**Aim:** Convert the data, starting at the line containing "Locate every gravel" and ending at the line containing "[97,259,327,343]", into a Markdown table with the columns Row and Line. Give each non-blank line its own numbered row.

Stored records
··········
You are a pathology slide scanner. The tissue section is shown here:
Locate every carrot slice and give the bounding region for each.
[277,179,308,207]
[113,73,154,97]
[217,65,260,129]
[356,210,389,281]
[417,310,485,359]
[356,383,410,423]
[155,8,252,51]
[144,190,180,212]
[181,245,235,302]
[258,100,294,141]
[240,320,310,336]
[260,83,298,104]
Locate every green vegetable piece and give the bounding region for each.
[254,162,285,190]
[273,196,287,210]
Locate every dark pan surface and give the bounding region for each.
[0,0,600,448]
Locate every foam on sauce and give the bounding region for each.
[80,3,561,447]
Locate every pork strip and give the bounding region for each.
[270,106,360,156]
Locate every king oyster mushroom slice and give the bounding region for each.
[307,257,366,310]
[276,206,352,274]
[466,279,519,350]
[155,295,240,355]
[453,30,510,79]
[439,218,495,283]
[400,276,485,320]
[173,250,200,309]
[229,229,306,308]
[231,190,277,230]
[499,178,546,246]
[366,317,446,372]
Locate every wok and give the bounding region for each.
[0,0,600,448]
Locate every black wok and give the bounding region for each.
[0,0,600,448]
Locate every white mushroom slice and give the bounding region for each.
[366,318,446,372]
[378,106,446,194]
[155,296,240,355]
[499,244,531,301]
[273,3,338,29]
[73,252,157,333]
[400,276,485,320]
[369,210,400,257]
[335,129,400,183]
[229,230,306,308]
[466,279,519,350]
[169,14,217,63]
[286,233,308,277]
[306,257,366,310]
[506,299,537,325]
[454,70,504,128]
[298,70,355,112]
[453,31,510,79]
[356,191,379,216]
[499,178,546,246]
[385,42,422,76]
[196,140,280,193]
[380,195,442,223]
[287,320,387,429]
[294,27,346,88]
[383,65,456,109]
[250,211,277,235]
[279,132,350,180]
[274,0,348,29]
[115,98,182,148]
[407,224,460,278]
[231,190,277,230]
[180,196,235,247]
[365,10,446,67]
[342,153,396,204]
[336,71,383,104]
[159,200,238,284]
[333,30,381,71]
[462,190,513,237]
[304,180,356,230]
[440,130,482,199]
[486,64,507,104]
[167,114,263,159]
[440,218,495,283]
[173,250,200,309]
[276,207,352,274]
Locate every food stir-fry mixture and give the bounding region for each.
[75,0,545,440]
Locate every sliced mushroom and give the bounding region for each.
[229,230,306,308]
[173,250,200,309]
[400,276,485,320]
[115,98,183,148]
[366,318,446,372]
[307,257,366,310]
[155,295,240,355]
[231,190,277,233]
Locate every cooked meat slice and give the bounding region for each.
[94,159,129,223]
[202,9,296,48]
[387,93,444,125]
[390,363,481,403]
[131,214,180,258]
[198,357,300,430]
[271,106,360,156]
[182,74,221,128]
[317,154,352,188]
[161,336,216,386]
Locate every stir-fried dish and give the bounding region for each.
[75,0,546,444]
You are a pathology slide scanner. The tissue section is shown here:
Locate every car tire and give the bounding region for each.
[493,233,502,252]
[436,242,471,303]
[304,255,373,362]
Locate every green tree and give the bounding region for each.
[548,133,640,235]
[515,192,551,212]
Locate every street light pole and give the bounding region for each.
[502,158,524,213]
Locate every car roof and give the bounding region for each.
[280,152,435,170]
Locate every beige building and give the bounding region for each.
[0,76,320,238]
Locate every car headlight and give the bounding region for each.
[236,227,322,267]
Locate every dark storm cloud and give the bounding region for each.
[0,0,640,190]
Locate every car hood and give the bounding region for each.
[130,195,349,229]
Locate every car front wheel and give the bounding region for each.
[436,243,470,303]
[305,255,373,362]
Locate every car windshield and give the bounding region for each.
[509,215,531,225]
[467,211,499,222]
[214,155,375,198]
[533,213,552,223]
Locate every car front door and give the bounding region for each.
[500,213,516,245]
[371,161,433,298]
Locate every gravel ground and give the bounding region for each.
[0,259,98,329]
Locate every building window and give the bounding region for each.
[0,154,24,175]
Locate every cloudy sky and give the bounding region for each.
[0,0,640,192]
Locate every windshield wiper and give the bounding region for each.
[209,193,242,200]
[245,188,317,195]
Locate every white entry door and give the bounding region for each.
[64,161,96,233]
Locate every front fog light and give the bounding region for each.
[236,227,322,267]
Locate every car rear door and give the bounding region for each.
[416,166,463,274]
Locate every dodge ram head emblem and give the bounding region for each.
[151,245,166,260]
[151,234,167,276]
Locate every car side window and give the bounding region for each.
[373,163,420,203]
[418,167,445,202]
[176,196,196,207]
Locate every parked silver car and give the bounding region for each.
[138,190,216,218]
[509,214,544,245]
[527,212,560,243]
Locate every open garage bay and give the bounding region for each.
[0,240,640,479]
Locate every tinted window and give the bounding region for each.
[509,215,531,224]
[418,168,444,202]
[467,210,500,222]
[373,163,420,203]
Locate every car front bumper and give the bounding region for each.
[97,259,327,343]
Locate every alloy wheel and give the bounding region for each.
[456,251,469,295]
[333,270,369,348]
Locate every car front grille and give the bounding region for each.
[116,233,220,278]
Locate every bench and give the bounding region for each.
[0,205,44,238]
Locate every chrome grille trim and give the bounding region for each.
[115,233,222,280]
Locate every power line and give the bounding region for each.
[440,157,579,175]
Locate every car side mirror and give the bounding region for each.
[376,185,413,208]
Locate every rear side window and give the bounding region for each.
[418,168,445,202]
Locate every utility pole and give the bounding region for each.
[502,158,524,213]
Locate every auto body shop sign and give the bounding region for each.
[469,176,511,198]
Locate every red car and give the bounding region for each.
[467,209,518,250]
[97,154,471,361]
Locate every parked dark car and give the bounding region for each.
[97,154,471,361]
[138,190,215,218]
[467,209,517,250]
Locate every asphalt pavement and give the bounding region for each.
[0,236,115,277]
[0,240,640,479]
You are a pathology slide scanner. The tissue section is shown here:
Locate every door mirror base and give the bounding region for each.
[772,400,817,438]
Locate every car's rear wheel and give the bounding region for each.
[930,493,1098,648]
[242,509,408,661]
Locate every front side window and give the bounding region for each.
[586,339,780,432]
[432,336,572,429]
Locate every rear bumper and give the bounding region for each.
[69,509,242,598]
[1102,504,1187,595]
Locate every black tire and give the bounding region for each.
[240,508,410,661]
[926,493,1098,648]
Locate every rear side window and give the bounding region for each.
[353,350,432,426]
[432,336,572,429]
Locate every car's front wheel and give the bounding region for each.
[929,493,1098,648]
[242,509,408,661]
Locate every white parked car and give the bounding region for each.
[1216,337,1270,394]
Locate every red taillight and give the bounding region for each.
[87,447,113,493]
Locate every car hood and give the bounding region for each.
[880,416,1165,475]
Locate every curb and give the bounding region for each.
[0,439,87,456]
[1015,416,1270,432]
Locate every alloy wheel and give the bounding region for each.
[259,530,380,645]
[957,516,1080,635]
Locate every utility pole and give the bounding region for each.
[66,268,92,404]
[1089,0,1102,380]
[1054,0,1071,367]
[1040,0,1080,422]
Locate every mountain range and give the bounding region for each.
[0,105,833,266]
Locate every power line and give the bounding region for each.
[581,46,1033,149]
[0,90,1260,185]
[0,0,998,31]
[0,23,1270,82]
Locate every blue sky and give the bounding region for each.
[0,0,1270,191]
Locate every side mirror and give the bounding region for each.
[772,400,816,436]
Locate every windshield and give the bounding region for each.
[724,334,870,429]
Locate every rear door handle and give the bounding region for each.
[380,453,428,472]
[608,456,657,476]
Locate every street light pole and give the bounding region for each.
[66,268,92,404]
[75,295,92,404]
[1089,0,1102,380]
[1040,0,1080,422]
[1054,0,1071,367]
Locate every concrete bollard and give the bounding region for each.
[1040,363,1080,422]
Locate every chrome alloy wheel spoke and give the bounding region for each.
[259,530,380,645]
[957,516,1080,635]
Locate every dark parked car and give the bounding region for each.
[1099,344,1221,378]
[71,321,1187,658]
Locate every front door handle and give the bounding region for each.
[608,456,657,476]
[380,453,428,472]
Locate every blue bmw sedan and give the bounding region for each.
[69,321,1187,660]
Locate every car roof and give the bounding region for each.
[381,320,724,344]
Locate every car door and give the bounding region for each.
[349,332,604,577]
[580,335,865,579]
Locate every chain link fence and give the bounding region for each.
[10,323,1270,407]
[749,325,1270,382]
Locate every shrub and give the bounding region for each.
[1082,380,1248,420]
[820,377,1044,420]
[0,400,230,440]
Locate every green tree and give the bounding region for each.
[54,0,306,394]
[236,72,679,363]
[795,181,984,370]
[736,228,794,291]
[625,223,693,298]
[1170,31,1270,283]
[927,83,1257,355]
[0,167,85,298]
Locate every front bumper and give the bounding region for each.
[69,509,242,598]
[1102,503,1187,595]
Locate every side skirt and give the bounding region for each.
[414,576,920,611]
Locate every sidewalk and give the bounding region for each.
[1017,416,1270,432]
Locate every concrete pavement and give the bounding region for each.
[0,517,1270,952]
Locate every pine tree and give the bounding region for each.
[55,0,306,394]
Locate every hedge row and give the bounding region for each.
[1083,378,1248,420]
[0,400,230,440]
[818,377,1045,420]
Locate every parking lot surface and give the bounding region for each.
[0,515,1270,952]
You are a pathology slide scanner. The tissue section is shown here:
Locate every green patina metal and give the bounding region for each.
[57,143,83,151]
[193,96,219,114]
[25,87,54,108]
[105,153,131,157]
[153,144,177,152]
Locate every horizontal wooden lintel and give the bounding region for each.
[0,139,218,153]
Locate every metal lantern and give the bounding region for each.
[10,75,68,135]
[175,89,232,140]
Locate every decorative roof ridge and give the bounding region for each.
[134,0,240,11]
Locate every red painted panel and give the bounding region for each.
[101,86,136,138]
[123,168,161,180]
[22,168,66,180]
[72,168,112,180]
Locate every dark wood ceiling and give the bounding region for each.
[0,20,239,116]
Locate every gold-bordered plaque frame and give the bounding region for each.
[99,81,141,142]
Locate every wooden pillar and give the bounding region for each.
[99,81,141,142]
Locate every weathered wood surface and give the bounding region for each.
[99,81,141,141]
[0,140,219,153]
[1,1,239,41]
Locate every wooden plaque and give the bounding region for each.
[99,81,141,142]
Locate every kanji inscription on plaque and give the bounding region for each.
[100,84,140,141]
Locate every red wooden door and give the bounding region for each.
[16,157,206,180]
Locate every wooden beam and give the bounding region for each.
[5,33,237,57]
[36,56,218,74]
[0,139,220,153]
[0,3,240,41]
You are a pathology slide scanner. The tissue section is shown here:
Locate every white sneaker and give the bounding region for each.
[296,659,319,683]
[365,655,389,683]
··········
**Solution:**
| Row | Line |
|---|---|
| 1 | Locate every gravel ground and give the bounding region for each. |
| 2 | [0,259,98,329] |
| 3 | Locate every building window and give the bounding region for each. |
| 4 | [0,154,24,175] |
| 5 | Locate every cloudy sky and give the bounding region for each. |
| 6 | [0,0,640,192] |
| 7 | Locate every windshield wiper and give the bounding region for each. |
| 8 | [209,193,242,200] |
| 9 | [245,188,317,195] |
| 10 | Locate every white entry door and give the bounding region for each. |
| 11 | [64,161,96,233] |
| 12 | Locate every front fog light and give the bounding region for each. |
| 13 | [236,227,322,267] |
| 14 | Locate every car rear door and give the bounding region for each. |
| 15 | [416,166,463,274] |
| 16 | Locate every dodge ram head emblem and give the bounding region for each. |
| 17 | [151,245,166,260] |
| 18 | [151,234,167,276] |
| 19 | Locate every car side window and give the bounding region for each. |
| 20 | [373,163,420,203] |
| 21 | [418,167,445,202] |
| 22 | [176,196,196,207] |
| 23 | Locate every parked silver car and give the bounding region for each. |
| 24 | [138,190,216,218] |
| 25 | [509,214,544,245] |
| 26 | [527,212,560,243] |
| 27 | Locate every open garage bay and give the bounding region for each. |
| 28 | [0,240,640,479] |
| 29 | Locate every tinted window and give the bounding region for each. |
| 30 | [509,215,531,224] |
| 31 | [418,168,444,202] |
| 32 | [467,210,500,222] |
| 33 | [373,163,420,203] |
| 34 | Locate every car front bumper and give the bounding region for each. |
| 35 | [97,259,327,343] |